Content starts

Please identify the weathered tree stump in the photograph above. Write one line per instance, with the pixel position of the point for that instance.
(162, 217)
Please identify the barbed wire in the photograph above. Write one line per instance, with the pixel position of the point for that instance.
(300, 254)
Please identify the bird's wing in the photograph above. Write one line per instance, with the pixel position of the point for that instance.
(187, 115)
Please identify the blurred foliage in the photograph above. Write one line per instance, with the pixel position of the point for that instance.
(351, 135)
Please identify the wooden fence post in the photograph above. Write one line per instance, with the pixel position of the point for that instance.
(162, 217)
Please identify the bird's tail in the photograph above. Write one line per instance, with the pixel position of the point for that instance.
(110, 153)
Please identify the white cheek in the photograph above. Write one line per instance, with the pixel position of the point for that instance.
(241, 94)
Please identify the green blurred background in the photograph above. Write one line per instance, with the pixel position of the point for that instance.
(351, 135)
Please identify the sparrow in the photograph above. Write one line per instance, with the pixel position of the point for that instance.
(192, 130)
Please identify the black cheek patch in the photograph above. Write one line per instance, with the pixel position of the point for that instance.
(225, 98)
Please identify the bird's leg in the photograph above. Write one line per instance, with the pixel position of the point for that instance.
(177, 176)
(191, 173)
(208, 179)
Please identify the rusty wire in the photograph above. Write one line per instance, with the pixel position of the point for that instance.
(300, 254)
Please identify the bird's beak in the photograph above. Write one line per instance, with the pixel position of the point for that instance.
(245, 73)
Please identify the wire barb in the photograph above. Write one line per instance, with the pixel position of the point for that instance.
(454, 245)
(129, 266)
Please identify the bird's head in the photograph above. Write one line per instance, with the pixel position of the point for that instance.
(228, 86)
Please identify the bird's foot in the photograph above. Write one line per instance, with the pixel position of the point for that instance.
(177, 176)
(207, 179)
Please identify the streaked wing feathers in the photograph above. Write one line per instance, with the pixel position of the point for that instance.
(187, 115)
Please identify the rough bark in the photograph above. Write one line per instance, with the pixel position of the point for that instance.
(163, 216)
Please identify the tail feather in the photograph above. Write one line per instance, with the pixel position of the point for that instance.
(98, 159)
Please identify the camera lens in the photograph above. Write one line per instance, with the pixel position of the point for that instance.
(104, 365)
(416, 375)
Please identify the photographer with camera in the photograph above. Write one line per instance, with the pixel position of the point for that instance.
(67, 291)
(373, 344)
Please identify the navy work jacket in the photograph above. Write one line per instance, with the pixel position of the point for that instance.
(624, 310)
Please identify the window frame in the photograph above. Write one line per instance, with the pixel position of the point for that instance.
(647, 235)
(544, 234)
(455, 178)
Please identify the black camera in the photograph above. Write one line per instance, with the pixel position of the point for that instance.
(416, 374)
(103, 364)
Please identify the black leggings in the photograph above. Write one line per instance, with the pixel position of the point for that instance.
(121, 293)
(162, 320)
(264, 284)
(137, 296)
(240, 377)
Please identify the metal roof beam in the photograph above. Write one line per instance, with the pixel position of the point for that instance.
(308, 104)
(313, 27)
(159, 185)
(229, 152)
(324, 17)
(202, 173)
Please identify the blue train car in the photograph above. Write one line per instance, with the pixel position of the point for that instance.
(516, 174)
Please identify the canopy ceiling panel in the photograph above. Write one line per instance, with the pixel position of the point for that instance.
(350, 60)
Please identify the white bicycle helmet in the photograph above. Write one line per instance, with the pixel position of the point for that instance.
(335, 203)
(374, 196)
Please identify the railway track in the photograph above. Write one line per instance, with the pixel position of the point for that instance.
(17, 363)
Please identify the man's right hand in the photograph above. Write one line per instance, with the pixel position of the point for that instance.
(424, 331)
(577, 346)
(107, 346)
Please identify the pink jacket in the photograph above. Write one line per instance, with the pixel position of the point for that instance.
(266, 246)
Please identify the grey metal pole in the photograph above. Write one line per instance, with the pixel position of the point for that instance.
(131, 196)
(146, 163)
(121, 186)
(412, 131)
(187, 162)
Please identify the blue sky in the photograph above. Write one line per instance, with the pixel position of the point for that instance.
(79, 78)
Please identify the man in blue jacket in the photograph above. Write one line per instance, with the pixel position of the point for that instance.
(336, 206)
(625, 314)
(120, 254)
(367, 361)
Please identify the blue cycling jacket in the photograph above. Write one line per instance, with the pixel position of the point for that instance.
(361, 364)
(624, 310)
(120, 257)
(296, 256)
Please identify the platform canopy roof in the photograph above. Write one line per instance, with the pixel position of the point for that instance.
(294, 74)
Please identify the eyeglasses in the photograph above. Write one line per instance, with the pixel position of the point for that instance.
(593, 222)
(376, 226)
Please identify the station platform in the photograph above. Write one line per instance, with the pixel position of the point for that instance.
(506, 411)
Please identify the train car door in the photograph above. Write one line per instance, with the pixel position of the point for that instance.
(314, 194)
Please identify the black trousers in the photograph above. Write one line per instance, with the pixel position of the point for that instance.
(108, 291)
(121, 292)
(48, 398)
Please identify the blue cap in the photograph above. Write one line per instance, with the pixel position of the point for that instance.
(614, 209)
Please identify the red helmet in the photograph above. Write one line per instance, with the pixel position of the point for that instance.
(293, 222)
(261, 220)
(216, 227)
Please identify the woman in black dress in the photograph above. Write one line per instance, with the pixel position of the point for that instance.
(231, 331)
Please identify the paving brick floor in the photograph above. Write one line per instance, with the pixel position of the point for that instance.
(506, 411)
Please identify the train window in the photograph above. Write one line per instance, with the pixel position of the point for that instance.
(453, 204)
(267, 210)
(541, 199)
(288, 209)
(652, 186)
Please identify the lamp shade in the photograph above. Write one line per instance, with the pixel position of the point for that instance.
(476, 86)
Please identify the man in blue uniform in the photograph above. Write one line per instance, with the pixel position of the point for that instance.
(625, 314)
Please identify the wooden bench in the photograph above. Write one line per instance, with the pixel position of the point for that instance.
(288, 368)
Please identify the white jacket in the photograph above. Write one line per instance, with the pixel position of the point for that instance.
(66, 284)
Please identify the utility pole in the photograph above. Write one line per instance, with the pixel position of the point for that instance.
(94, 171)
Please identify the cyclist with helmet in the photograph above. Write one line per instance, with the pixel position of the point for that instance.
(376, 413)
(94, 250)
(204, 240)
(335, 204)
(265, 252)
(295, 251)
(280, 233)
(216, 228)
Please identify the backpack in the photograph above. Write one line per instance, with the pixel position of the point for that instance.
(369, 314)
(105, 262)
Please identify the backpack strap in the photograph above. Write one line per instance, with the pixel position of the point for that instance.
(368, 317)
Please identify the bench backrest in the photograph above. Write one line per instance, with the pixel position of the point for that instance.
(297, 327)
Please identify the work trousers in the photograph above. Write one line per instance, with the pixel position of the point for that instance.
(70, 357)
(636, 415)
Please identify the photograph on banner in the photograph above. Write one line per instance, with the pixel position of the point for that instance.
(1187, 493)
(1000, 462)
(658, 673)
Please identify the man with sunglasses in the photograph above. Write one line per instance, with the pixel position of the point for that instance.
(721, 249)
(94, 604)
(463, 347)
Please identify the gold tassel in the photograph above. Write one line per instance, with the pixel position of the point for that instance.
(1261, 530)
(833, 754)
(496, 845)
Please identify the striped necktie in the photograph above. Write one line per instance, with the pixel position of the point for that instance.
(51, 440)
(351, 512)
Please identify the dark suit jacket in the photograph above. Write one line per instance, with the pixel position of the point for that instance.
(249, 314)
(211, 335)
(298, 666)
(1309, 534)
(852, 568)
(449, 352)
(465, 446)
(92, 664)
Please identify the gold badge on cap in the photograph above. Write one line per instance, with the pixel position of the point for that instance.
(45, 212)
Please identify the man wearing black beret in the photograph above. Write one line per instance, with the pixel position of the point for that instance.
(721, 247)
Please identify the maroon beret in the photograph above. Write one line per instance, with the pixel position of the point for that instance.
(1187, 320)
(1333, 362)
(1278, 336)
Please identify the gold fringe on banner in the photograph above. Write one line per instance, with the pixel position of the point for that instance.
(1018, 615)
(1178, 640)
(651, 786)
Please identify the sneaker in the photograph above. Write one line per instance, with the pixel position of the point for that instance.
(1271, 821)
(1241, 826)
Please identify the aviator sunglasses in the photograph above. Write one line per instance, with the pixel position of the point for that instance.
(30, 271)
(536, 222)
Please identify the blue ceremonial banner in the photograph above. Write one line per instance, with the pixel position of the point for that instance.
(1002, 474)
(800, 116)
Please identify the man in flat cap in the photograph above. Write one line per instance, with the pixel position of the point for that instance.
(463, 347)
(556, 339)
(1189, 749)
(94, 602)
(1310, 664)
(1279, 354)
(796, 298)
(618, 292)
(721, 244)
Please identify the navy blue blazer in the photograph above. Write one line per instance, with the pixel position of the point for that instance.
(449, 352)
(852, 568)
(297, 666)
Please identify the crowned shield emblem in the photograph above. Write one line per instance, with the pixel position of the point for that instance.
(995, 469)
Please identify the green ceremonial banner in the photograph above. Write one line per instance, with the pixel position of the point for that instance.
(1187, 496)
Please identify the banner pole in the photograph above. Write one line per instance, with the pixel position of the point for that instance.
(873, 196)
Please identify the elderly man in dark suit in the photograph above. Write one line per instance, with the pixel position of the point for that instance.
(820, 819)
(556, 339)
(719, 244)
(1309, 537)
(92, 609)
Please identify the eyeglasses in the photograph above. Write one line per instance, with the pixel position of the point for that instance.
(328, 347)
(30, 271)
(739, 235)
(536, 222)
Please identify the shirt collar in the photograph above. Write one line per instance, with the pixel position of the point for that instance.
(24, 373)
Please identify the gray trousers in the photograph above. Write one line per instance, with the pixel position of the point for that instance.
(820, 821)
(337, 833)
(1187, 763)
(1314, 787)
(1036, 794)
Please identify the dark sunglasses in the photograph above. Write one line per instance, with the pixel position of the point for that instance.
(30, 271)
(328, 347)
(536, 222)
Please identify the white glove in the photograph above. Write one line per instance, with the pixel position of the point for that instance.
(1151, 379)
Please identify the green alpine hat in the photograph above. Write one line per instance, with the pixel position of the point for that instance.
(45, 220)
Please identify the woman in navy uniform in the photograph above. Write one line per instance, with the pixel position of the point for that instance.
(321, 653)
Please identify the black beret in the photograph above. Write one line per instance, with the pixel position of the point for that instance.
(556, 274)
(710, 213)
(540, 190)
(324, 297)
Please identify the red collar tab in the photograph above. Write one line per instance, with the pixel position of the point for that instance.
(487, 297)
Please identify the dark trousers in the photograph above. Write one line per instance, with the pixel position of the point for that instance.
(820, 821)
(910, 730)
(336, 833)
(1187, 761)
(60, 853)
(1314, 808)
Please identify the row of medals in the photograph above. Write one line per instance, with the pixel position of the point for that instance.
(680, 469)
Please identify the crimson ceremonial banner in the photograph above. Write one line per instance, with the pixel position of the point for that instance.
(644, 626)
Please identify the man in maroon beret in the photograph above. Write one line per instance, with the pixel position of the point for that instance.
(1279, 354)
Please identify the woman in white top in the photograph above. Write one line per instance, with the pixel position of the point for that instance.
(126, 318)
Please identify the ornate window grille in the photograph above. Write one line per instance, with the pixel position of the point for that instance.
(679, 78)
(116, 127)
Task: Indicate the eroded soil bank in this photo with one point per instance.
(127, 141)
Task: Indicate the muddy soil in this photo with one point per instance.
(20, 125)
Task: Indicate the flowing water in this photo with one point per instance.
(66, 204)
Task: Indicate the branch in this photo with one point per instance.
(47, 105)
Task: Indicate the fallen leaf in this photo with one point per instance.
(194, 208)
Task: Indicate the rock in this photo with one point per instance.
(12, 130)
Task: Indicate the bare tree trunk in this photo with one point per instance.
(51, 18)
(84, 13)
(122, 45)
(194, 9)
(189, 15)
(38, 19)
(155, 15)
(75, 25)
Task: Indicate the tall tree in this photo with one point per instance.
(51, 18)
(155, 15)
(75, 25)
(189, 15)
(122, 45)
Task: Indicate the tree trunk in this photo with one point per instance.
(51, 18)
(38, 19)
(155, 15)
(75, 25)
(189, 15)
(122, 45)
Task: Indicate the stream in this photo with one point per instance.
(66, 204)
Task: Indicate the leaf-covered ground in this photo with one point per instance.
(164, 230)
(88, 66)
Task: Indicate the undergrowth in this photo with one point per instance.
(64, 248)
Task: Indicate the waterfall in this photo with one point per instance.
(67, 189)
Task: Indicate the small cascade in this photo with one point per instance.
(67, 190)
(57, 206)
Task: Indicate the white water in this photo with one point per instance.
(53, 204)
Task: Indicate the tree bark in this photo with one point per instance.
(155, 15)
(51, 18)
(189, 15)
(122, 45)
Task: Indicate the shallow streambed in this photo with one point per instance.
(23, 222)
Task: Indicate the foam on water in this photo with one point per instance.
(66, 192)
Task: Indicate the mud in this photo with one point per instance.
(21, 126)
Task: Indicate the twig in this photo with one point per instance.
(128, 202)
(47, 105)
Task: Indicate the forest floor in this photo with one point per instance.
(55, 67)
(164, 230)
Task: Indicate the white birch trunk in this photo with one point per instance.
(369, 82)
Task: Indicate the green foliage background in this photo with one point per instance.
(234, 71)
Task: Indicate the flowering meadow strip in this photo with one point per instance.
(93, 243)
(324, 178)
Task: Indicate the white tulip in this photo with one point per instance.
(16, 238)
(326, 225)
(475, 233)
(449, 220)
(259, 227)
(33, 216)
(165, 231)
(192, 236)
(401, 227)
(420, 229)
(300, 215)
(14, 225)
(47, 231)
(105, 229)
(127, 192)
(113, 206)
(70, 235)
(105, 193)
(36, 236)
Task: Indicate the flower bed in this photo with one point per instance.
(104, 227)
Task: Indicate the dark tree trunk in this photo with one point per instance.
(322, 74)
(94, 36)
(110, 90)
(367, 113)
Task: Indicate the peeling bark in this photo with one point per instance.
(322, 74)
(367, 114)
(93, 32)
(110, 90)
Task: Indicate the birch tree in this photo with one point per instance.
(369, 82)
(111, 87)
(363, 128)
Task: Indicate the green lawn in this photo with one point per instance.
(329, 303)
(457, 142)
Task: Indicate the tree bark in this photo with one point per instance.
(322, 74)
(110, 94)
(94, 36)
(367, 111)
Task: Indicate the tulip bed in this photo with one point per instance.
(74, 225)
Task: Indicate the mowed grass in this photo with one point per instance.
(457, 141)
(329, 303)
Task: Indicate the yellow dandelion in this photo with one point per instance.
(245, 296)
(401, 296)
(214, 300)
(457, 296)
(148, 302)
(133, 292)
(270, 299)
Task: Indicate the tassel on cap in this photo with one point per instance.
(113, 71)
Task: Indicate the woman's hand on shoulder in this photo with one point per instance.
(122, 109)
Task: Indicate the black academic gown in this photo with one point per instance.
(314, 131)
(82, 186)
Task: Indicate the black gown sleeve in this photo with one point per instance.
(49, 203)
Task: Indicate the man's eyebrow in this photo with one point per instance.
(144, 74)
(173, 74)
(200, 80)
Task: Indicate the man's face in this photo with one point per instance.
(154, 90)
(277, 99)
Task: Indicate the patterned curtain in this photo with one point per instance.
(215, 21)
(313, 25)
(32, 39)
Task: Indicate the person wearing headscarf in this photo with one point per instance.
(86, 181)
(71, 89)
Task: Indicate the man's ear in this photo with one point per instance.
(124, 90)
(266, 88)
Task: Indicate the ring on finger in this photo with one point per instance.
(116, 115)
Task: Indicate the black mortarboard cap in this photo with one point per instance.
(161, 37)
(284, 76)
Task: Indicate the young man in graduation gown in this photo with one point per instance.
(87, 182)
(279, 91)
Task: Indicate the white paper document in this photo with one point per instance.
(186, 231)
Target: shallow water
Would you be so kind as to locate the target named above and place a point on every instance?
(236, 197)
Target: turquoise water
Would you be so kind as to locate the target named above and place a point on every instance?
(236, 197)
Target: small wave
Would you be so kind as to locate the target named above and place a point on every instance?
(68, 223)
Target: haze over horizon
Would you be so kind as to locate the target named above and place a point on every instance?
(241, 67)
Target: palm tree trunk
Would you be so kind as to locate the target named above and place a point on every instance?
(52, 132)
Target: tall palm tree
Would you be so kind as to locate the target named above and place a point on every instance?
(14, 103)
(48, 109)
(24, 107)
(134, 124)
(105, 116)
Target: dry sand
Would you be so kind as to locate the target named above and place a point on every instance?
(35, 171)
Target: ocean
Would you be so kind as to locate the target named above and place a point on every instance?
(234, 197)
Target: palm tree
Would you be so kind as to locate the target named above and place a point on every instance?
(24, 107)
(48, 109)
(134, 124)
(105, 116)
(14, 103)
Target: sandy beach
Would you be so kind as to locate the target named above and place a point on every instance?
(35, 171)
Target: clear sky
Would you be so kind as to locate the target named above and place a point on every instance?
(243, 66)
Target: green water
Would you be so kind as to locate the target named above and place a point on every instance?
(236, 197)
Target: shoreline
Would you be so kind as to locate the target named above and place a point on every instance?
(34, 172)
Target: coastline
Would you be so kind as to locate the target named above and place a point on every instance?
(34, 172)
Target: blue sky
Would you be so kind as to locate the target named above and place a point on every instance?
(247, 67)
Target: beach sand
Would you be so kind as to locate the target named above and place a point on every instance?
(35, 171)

Content ends

## TASK TO COMPLETE:
Look above for the line with "Target: shallow water"; retype exactly that line, every line after it up to the line with "Target: green water", and that line too, nothing else.

## RESPONSE AREA:
Target: shallow water
Would you be so kind as to locate the target named above and place a point on every instance?
(236, 197)
Target: turquoise water
Would you be so kind as to locate the target named above and place a point on every instance?
(236, 197)
Target: small wave
Would you be so kind as to locate the target named above and place a point on every instance?
(68, 223)
Target: haze over horizon
Would you be so kind as to locate the target named above and place a point on every instance?
(241, 67)
Target: palm tree trunk
Would you be so kind as to locate the target named above and place a point on every instance?
(52, 132)
Target: tall palm tree
Would you be so kind as to locate the target named above and place a point on every instance?
(14, 103)
(48, 109)
(24, 107)
(134, 124)
(105, 116)
Target: dry sand
Would you be so kind as to locate the target named above and place a point on every instance?
(35, 171)
Target: ocean
Would you be so kind as to locate the target named above and place a point on every instance?
(234, 197)
Target: palm tree
Would you be so kind as to locate the target named above and place a point on every instance?
(24, 107)
(48, 109)
(134, 124)
(105, 116)
(14, 103)
Target: sandy beach
Would you be so kind as to locate the target named above and place a point on every instance?
(35, 171)
Target: clear sky
Would you be so kind as to locate the target named above and place a point on every instance?
(243, 66)
Target: green water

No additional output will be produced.